■ Tarefa ■
Troque "imprensa" por "mídia" no trecho do texto sobre o Sistema Cantareira que começa em "Prelo gráfico acima, é" e termina em "pior que 2014.". Depois, escreva esse trecho de novo com a troca feita.

■ Trecho do texto ■
As chuvas constantes nos dois meses são mais que bem-vindas, mas elas estão longe de recompor o volume das águas do Sistema Cantareira, colocando-o numa situação confortável. Apesar das elevações, a situação ainda é crítica. Há um ano, o nível estava em 14,6% do volume útil, que já era muito baixo, e ainda não contava com os dois volumes mortos, adicionados em maio e outubro de 2014. A chuva dos últimos meses conseguiu recuperar apenas a segunda cota do volume morto. Para cobrir a primeira cota do volume morto, o armazenamento de água do sistema precisa chegar a 29,2%, o que completaria o conjunto do volume morto e chegaria à situação de 0% do volume útil (desconsiderando o volume morto, que é uma espécie de "reserva técnica"). Após atingir os 29,2% e, a partir daí, ultrapassando-o, indo além do volume morto, da "reserva técnica", é que efetivamente se pode considerar que tudo caminha rumo a uma real melhora (ver gráfico).

CANTAREIRA: nível, em % (com a capacidade total sem o volume morto)
Prelo gráfico acima, é possível ver que, na verdade, quando se retira o volume morto, em 23/03/2015, que representa os 17,1% festejados pela imprensa, chega-se a uma situação de cerca de -20% (vinte por cento negativos), ou seja, o sistema está devendo, está no vermelho. Isto parece muito aquela melhora de um paciente terminal, pois é preciso lembrar que o período da estiagem está chegando. Tudo parece caminhar no sentido de que adentraremos o tempo seco numa situação pior que 2014.

(Parte de um arquivo de dados)
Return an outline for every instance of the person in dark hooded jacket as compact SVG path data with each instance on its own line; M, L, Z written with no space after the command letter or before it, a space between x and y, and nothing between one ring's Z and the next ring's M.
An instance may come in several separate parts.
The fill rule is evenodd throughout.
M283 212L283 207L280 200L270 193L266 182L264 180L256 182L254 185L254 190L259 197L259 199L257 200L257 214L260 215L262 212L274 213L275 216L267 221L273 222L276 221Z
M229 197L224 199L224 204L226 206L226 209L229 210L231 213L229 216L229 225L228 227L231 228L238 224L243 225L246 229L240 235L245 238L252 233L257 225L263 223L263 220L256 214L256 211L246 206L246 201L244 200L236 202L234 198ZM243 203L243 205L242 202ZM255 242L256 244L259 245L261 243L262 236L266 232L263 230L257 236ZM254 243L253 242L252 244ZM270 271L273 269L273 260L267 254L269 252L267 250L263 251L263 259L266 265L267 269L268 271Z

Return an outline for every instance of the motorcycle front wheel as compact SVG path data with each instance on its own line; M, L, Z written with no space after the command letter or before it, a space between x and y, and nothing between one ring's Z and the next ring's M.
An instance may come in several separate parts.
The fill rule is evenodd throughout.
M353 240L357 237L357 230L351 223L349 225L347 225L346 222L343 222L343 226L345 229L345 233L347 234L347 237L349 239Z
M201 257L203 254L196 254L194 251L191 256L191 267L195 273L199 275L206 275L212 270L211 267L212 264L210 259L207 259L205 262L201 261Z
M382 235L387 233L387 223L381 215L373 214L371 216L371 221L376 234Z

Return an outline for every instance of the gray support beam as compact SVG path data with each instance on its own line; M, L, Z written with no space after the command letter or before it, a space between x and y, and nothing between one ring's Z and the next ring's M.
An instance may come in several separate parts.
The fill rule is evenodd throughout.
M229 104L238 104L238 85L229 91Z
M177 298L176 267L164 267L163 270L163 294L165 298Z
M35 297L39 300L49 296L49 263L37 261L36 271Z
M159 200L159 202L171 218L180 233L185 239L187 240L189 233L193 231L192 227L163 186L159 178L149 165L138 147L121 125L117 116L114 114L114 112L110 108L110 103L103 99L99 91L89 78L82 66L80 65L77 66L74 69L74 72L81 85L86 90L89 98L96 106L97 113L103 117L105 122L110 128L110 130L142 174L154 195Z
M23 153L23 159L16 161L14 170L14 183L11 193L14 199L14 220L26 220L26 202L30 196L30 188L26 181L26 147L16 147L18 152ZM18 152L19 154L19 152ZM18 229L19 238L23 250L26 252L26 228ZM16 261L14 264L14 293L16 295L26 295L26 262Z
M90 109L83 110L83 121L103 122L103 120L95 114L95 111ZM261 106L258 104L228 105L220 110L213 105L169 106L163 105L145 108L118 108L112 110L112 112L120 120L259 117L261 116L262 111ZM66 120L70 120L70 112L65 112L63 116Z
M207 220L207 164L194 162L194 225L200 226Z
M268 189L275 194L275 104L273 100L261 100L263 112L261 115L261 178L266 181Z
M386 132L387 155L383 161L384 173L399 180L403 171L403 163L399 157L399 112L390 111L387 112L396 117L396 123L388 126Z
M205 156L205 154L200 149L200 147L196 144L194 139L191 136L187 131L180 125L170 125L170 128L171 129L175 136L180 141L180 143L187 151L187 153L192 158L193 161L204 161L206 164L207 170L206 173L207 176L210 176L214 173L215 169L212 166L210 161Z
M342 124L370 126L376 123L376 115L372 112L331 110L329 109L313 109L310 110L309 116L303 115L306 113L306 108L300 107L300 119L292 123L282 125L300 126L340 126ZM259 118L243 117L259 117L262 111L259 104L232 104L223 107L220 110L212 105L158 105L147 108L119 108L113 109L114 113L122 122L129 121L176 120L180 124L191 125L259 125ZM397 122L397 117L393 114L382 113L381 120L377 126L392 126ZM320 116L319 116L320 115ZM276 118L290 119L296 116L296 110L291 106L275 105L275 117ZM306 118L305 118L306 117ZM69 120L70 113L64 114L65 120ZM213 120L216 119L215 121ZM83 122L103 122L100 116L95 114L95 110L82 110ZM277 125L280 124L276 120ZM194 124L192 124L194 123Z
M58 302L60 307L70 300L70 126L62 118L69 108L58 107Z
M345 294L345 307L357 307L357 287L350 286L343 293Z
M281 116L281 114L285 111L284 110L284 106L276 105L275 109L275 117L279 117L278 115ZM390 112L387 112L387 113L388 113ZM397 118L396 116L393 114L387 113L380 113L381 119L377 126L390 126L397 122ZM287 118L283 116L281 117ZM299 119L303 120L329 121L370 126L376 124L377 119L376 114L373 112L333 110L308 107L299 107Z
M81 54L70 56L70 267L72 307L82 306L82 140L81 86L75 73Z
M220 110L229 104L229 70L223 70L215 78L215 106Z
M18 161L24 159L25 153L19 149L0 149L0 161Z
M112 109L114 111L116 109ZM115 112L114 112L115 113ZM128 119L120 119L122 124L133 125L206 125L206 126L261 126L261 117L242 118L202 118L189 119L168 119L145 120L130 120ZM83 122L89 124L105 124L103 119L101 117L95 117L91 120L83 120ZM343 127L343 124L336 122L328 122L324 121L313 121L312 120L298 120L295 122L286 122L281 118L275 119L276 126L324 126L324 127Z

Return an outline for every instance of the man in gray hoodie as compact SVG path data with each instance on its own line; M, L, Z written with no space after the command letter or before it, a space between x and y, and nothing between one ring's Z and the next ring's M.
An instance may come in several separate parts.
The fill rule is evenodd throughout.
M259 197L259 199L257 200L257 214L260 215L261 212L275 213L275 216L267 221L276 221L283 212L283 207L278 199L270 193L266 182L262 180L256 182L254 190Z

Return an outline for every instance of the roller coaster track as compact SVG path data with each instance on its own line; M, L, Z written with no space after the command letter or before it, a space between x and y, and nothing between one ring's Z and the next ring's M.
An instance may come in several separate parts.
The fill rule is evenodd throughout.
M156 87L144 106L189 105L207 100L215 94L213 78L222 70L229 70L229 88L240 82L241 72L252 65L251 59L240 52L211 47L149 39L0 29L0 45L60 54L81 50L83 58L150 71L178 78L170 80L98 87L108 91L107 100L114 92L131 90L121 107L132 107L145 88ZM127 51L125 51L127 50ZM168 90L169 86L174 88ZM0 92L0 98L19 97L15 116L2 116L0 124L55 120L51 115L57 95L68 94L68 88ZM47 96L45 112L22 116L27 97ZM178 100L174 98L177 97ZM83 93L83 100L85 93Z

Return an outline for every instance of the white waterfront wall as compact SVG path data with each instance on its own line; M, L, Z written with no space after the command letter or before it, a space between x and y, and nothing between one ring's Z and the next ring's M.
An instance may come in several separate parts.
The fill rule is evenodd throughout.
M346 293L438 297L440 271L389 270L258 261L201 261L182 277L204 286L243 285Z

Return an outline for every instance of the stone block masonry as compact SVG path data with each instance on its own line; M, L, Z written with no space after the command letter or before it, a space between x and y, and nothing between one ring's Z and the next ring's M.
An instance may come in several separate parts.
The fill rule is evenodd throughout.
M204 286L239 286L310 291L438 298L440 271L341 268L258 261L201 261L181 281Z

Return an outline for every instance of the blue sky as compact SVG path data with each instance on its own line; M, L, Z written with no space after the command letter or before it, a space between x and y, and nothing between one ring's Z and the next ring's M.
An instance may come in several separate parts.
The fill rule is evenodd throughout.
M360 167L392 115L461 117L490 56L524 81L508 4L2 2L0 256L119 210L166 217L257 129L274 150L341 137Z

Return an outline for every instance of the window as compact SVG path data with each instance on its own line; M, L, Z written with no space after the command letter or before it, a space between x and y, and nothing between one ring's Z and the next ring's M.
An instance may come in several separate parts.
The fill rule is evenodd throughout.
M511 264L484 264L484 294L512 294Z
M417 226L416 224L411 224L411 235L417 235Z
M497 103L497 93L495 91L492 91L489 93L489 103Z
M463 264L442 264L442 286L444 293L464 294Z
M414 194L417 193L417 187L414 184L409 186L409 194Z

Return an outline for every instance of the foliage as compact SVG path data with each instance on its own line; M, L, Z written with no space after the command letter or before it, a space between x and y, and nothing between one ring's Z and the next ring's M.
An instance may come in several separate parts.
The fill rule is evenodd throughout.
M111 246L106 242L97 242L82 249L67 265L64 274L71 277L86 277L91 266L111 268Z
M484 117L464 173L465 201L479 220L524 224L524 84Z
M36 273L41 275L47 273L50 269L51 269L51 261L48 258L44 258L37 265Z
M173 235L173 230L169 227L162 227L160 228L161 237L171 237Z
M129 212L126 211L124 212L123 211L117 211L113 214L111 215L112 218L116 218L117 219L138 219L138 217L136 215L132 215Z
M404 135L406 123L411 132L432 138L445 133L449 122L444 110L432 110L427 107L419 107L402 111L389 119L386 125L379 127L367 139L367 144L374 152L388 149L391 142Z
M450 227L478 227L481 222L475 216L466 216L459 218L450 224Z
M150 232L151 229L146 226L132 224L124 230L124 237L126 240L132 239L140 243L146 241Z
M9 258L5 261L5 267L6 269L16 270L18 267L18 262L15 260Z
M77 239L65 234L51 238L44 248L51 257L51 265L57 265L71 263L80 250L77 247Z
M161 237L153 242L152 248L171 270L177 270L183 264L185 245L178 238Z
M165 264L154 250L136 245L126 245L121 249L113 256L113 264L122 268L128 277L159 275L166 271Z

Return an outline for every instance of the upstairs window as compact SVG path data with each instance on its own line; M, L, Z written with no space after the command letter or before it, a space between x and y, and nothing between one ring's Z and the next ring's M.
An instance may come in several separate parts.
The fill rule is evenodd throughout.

■ Resultado ■
Prelo gráfico acima, é possível ver que, na verdade, quando se retira o volume morto, em 23/03/2015, que representa os 17,1% festejados pela mídia, chega-se a uma situação de cerca de -20% (vinte por cento negativos), ou seja, o sistema está devendo, está no vermelho. Isto parece muito aquela melhora de um paciente terminal, pois é preciso lembrar que o período da estiagem está chegando. Tudo parece caminhar no sentido de que adentraremos o tempo seco numa situação pior que 2014.